(TEXT PROVIDED):
----

$-2^x-x/2=0$
I guess that the (only?) solution to this equation is $x=-1$. However, I do not know how to find this solution analytically.
Any help or hint is very much appreciated.
Edit: Thanks! Yes, there is only one solution that is $x=-1$. Now I am trying to understand how to derive this solution analytically. I basically want to, if possible, transform this equation so that it ends up saying $x=-1$. Probably using logarithms might help, but I have not found the way.
On
If you rewrite the equation as $2^x=-{1\over2}x$, you can see that you are trying to find where the exponential curve $y=2^x$ and the straight line $y=-{1\over2}x$ intersect. Since the exponential curve is increasing (as $x$ increases) while the straight line, which has negative slope, is decreasing, the curves have at most one point of intersection. Thus $(x,y)=(-1,{1\over2})$ is the sole point of intersection, i.e., $x=-1$ is the only solution to the original equation.
On
HINT.-$2^{x+1}$ is increasing from $0$ till $\infty$ and $y=-x$. There are consequently just one solution to $2^{x+1}=-x$ which is obviously $x=-1$
On
$$-2^x-\frac{x}{2}=0$$
1.) Solution as series
To solve the equation analytically as a series, you can use Lagrange inversion.
2.) No solution with elementary inverses
The equation is a zeroing equation of an elementary function.
Powers with irrational exponents are transcendental functions. Therefore the equation isn't an algebraic equation, it's a transcendental equation:
$$-e^{\ln(2)x}-\frac{1}{2}x=0$$
Because $-e^{\ln(2)x}-\frac{1}{2}x$ is a polynomial of two algebraically independent monomials, the function $\mathbb{R}\to\mathbb{R}, x\mapsto -e^{\ln(2)x}-\frac{1}{2}x$ seems to have no elementary inverse. Therefore we possibly cannot solve the equation by rearranging it only by applying elementary functions (elementary operations) which we can read from the equation.

----

(SHORT TASK A):
Reproduce the thread about solving $-2^x-x/2=0$ word for word, from "Any help or" up to and including "the original equation.".
(SHORT TASK B):
Summarize the thread about solving $-2^x-x/2=0$ in two sentences.
(SHORT TASK C):
Carry the thread about solving $-2^x-x/2=0$ further, continuing from its last sentence.

(DATA SECTION):

----

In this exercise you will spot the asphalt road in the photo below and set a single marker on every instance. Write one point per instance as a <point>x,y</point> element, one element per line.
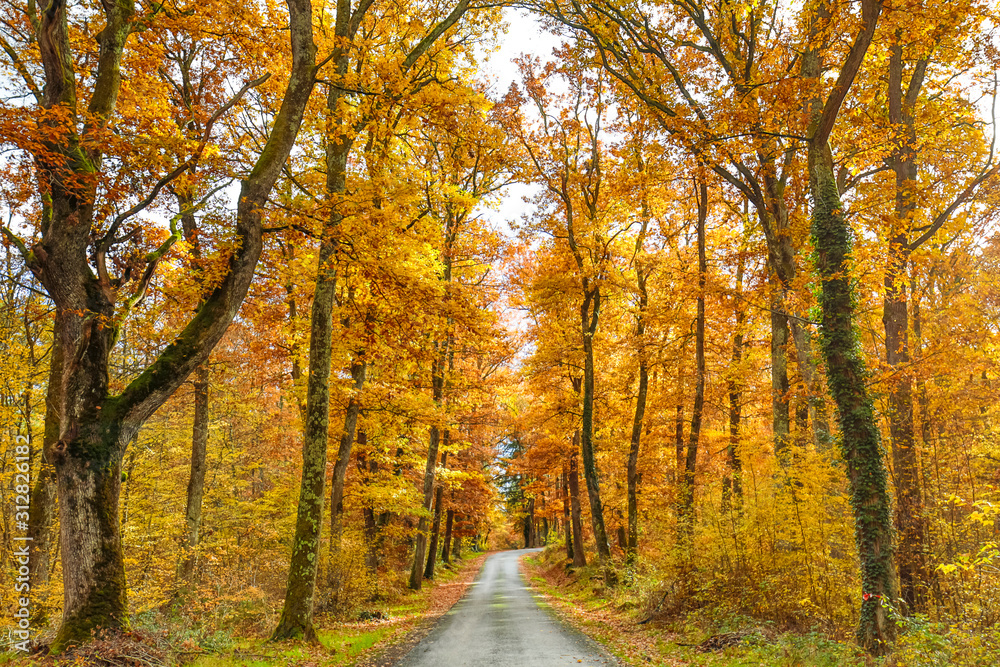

----

(RESPONSE A):
Any help or hint is very much appreciated.
Edit: Thanks! Yes, there is only one solution that is $x=-1$. Now I am trying to understand how to derive this solution analytically. I basically want to, if possible, transform this equation so that it ends up saying $x=-1$. Probably using logarithms might help, but I have not found the way.
On
If you rewrite the equation as $2^x=-{1\over2}x$, you can see that you are trying to find where the exponential curve $y=2^x$ and the straight line $y=-{1\over2}x$ intersect. Since the exponential curve is increasing (as $x$ increases) while the straight line, which has negative slope, is decreasing, the curves have at most one point of intersection. Thus $(x,y)=(-1,{1\over2})$ is the sole point of intersection, i.e., $x=-1$ is the only solution to the original equation.

(RESPONSE B):
A poster asks how to solve $-2^x-x/2=0$ analytically and guesses that $x=-1$ is the only solution. Replies show that the increasing curve $y=2^x$ and the decreasing line $y=-\frac{1}{2}x$ meet at most once, so $x=-1$ is the sole solution, while another reply suggests Lagrange inversion for a series solution and says the equation seemingly cannot be solved using only elementary inverses.

(RESPONSE C):
3.) Solution in closed form with Lambert W
The equation is solvable by applying Lambert W. By some simple rearrangings, we can bring the equation into a form that is solvable by Lambert W: $$-e^{\ln(2)x}-\frac{1}{2}x=0\ \ \ \ \ \ |\cdot(-1)$$ $$e^{\ln(2)x}+\frac{1}{2}x=0\ \ \ \ \ \ |-\frac{1}{2}x$$ $$e^{\ln(2)x}=-\frac{1}{2}x\ \ \ \ \ \ |\cdot e^{-\ln(2)x}$$ $$-\frac{1}{2}xe^{-\ln(2)x}=1\ \ \ \ \ \ |\cdot 2\ln(2)$$ $$-\ln(2)xe^{-\ln(2)x}=2\ln(2)\ \ \ \ \ \ |\ W$$ $$-\ln(2)x=W(2\ln(2))\ \ \ \ \ \ |\ /(-\ln(2))$$ The only real solution is: $$x=-\frac{W(2\ln(2))}{\ln(2)}.$$ $$x=-1,$$ because, if $a$ is a constant, $\ln(a)e^{\ln(a)}=a\ln(a)$ and therefore $\ln(a)=W(a\ln(a)),\frac{W(a\ln(a))}{\ln(a)}=1$.
Hint: This is equivalent to $2^{x+1}+x=0$. See what happens when you take the derivative...